[Your objective]: Each line that follows is to be retyped exactly.

[Saved data entries]:
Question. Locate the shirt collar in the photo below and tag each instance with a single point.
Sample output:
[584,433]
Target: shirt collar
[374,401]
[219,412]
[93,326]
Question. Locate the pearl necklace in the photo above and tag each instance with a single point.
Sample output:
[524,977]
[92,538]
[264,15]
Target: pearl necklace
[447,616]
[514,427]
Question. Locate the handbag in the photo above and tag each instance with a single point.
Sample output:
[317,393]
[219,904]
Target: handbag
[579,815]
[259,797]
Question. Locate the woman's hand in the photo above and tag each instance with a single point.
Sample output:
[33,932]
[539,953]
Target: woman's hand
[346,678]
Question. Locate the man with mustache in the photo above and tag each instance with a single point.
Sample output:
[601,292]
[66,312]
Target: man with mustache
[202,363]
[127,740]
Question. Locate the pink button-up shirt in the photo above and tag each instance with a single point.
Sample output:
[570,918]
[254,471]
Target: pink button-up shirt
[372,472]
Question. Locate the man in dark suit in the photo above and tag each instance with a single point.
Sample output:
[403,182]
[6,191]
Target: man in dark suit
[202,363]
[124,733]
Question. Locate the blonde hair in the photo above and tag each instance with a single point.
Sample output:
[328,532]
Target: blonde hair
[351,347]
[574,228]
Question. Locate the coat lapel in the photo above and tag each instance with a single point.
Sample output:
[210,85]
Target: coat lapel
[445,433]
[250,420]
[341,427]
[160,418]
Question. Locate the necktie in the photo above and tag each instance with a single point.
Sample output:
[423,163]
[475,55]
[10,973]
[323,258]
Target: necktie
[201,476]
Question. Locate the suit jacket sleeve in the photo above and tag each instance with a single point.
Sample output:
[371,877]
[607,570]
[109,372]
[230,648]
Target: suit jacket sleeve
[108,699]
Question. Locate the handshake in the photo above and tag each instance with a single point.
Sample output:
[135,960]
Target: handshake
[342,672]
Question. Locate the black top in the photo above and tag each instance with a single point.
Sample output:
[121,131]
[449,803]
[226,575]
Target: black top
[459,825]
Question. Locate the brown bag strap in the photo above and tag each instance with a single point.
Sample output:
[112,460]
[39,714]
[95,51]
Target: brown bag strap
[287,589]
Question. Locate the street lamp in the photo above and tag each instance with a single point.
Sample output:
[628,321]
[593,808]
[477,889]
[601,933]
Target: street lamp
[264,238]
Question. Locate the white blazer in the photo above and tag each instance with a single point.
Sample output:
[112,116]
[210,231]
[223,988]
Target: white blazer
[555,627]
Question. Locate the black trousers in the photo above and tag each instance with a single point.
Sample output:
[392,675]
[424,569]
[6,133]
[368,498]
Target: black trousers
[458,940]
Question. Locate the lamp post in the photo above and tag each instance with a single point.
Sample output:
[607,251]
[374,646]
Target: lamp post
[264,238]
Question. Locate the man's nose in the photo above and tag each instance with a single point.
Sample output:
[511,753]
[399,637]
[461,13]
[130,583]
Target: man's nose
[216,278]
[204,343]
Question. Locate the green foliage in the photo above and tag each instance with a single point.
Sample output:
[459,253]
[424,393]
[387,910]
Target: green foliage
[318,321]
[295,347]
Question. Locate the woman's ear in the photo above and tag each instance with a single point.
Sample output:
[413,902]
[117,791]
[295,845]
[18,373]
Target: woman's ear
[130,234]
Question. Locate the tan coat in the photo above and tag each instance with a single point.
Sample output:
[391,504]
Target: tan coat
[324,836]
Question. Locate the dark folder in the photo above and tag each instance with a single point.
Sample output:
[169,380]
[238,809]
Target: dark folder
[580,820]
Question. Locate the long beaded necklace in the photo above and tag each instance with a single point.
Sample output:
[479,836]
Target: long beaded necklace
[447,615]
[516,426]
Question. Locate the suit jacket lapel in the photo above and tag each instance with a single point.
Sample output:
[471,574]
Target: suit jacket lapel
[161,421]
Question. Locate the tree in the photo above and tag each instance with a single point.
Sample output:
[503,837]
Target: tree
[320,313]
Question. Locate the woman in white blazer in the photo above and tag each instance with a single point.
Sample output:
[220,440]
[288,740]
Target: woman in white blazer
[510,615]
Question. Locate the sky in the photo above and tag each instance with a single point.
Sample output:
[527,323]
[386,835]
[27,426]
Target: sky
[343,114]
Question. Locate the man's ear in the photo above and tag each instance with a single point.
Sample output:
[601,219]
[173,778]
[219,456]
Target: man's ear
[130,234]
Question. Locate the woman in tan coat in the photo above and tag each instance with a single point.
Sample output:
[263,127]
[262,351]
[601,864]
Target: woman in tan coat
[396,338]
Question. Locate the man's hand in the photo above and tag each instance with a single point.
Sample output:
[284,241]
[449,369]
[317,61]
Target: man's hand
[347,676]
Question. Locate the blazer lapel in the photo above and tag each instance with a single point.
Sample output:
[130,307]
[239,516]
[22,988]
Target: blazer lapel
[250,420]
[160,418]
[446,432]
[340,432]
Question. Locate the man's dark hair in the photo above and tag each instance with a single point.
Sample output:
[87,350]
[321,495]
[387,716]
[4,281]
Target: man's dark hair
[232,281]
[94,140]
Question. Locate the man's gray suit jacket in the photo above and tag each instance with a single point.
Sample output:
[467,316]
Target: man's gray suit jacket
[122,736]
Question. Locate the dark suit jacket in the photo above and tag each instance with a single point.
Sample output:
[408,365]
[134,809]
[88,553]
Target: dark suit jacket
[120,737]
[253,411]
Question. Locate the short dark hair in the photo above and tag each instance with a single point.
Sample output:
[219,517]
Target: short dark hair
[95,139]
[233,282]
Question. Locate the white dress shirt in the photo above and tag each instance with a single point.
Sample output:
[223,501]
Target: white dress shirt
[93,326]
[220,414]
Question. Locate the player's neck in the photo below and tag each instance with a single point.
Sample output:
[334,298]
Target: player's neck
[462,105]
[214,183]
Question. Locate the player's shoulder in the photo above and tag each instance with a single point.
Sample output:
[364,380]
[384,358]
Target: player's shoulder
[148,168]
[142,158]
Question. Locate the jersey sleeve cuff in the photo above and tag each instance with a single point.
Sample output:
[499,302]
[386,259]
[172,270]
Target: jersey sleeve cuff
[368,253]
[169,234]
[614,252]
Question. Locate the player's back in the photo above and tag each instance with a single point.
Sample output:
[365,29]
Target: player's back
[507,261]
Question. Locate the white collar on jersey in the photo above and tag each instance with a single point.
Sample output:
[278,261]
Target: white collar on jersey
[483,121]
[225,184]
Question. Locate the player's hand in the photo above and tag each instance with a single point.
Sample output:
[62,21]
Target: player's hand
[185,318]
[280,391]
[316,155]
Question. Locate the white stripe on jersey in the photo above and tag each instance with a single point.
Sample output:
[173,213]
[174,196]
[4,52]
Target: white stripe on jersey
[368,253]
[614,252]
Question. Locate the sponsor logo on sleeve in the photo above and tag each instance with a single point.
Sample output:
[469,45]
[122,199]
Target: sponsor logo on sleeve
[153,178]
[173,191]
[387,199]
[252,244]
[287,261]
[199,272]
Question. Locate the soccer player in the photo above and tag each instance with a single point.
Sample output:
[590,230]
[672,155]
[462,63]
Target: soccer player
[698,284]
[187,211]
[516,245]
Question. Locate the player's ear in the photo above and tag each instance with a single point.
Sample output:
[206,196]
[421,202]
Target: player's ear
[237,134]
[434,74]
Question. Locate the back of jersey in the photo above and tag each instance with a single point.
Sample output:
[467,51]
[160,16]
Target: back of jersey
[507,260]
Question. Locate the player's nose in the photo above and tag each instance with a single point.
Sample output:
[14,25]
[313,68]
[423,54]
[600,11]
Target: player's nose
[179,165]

[Response to this task]:
Question. Locate the shirt collar in the photo below and tag each instance with a single point.
Sample output:
[584,433]
Target: shirt collar
[374,401]
[219,412]
[93,326]
Question. Locate the pearl necklace in the photo above and tag each instance with a single point.
Sample output:
[524,977]
[92,538]
[264,15]
Target: pearl necklace
[447,616]
[514,427]
Question. Locate the handbag in the photo above and tag each instance with a single point.
Sample output:
[317,393]
[219,904]
Target: handbag
[579,815]
[259,797]
Question. Locate the woman's hand in the photo above and tag each instance with a single point.
Sample output:
[33,932]
[539,953]
Target: woman's hand
[346,678]
Question. Locate the man with mustache in the photo above and tag each instance with a single point.
Sample output:
[601,292]
[66,312]
Target: man with mustache
[202,363]
[127,740]
Question. Locate the pink button-up shirt in the photo above and tag each instance with a single point.
Sample output:
[570,918]
[254,471]
Target: pink button-up shirt
[372,472]
Question. Locate the man in dark suit in the photo above and tag each instance with a single point.
Sample output:
[403,182]
[6,191]
Target: man in dark suit
[202,363]
[124,733]
Question. Locate the blonde hair in the photo above and tag each instance with a single point.
Sample output:
[328,532]
Target: blonde hair
[351,347]
[574,228]
Question. Locate the coat lapel in the photo above and tag each instance with a single point.
Sample output:
[210,85]
Target: coat lapel
[445,433]
[250,420]
[341,427]
[160,418]
Question. Locate the necktie in the photo above and tag each instance with a single point.
Sample output:
[423,163]
[475,55]
[10,973]
[323,258]
Target: necktie
[201,476]
Question. Locate the suit jacket sleeve in the photo above and tag each instance with a single point.
Sample output:
[371,877]
[607,570]
[109,372]
[230,648]
Target: suit jacket sleeve
[108,699]
Question. Locate the handshake in the photo above and tag each instance with a single point.
Sample output:
[135,960]
Target: handshake
[342,672]
Question. Locate the black top in the photo above and tag each instance with a single point.
Sample output:
[121,131]
[449,803]
[226,575]
Target: black top
[459,825]
Question. Locate the brown bag strap in the photo above and tag each instance with a single point.
Sample output:
[112,460]
[39,714]
[95,51]
Target: brown bag strap
[287,589]
Question. Locate the street lamp in the photo above and tag each instance with a single point.
Sample output:
[628,321]
[593,808]
[477,889]
[601,933]
Target: street lamp
[264,238]
Question. Locate the white blazer in the photo above and tag each instance with a single point.
Sample output:
[112,116]
[210,231]
[223,988]
Target: white blazer
[555,627]
Question. Locate the black trousers in the photo above and tag each instance with a single point.
Sample output:
[392,675]
[424,569]
[6,133]
[368,498]
Target: black trousers
[458,940]
Question. Locate the lamp post in the photo above and tag each instance with a single point.
Sample output:
[607,251]
[374,646]
Target: lamp post
[264,238]
Question. Locate the man's nose in the photo above and tag each instance with a single point.
Sample output:
[511,753]
[399,637]
[461,13]
[130,583]
Target: man's nose
[216,278]
[204,343]
Question. Locate the green foliage in the photo above and tag each instance with a single point.
Sample output:
[459,253]
[424,393]
[387,910]
Target: green foliage
[318,321]
[295,347]
Question. Locate the woman's ear in the photo above and tag each instance with a single point.
Sample output:
[413,902]
[117,791]
[295,845]
[18,373]
Target: woman's ear
[130,234]
Question. Locate the tan coat in the photo above and tag each instance with a single point.
Sample output:
[391,504]
Target: tan coat
[324,836]
Question. Locate the dark folder in the photo above and tag each instance with a single point.
Sample output:
[169,380]
[238,809]
Target: dark folder
[580,820]
Question. Locate the long beaded necklace in the photo above and tag each instance with a single point.
Sample output:
[479,836]
Target: long beaded necklace
[447,615]
[516,426]
Question. Locate the suit jacket lapel in the photo above and tag each instance with a single point.
Sample output:
[471,574]
Target: suit jacket lapel
[161,421]
Question. Locate the tree in the photo above and tag each instance with a single point.
Sample output:
[503,837]
Target: tree
[320,313]
Question. Locate the woman in white blazer in the photo above and tag each instance with a single point.
Sample output:
[220,440]
[288,740]
Target: woman in white blazer
[510,615]
Question. Locate the sky in the photo above and tag each instance with a single point.
Sample output:
[527,323]
[386,835]
[27,426]
Target: sky
[343,114]
Question. Locate the man's ear in the photo above and tag each instance with a single point.
Sample output:
[601,219]
[173,778]
[219,456]
Target: man's ear
[130,234]
Question. Locate the woman in tan coat in the photo above and tag each instance with a single point.
Sample output:
[263,127]
[262,351]
[601,864]
Target: woman in tan coat
[396,338]
Question. Locate the man's hand in the photo above and tag each instance with a single point.
Sample output:
[284,241]
[449,369]
[317,61]
Target: man's hand
[347,676]
Question. Locate the blazer lapel in the photo above and tag each instance with a single point.
Sample output:
[130,307]
[239,516]
[22,988]
Target: blazer lapel
[250,420]
[160,418]
[446,432]
[340,432]
Question. Locate the man's dark hair in the photo above and tag each instance with a single point.
Sample output:
[87,350]
[321,495]
[387,716]
[4,281]
Target: man's dark hair
[232,281]
[94,140]
Question. Locate the man's gray suit jacket in the photo above and tag each instance with a single point.
Sample output:
[467,316]
Target: man's gray suit jacket
[122,736]
Question. Locate the dark suit jacket in the photo above and tag each instance with a single point.
Sample output:
[408,365]
[134,809]
[88,553]
Target: dark suit jacket
[120,737]
[253,411]
Question. Locate the short dark hair in the photo above and tag each instance with a single point.
Sample output:
[219,517]
Target: short dark hair
[95,139]
[233,282]
Question. Locate the white dress shirt in the photo above and tag each instance with a single point.
Sample output:
[223,501]
Target: white dress shirt
[93,326]
[220,414]
Question. Locate the player's neck in the photo below and tag each instance with a single point.
Sample output:
[334,298]
Target: player's neck
[462,105]
[214,183]
Question. Locate the player's shoulder in the photo above and tag each instance with a single point.
Sample output:
[364,380]
[384,358]
Target: player's shoulder
[148,168]
[142,158]
Question. Locate the jersey sleeve cuff in the photo above and tag each instance with a single point.
Sample output:
[499,302]
[386,259]
[172,270]
Target: jersey sleeve cuff
[368,253]
[169,234]
[614,252]
Question. Locate the player's back in the photo above and tag each instance with a single point.
Sample output:
[365,29]
Target: player's back
[507,261]
Question. Locate the white collar on jersey in the photo above and tag each instance with a single point.
Sample output:
[278,261]
Target: white collar on jersey
[483,121]
[225,184]
Question. Locate the player's hand in the photo above and tag each instance with a single point.
Sample output:
[62,21]
Target: player's hand
[185,318]
[280,391]
[316,155]
Question. Locate the white stripe on jersey in the photo above and tag each instance with a single point.
Sample output:
[173,213]
[174,196]
[4,52]
Target: white stripe on jersey
[368,253]
[614,252]
Question. Locate the sponsor logo on sleeve in the photo above and tag each instance with a single point.
Sample output:
[469,45]
[122,199]
Target: sponsor logo on sleeve
[153,178]
[173,191]
[387,199]
[252,244]
[287,261]
[199,272]
Question. Locate the soccer player in the photo above and tag each instance with a single point.
Sample output:
[590,230]
[672,155]
[462,63]
Target: soccer player
[698,284]
[187,211]
[516,245]
Question. Locate the player's ear in the photo above and tag each instance with a single point.
Sample output:
[206,196]
[421,202]
Target: player's ear
[237,134]
[434,74]
Question. Locate the back of jersey in the photo above and tag each instance with a single point.
Sample output:
[467,51]
[160,16]
Target: back of jersey
[507,260]
Question. Locate the player's nose in the photo above and tag each instance with a single point.
Sample output:
[14,25]
[313,68]
[423,54]
[600,11]
Target: player's nose
[179,165]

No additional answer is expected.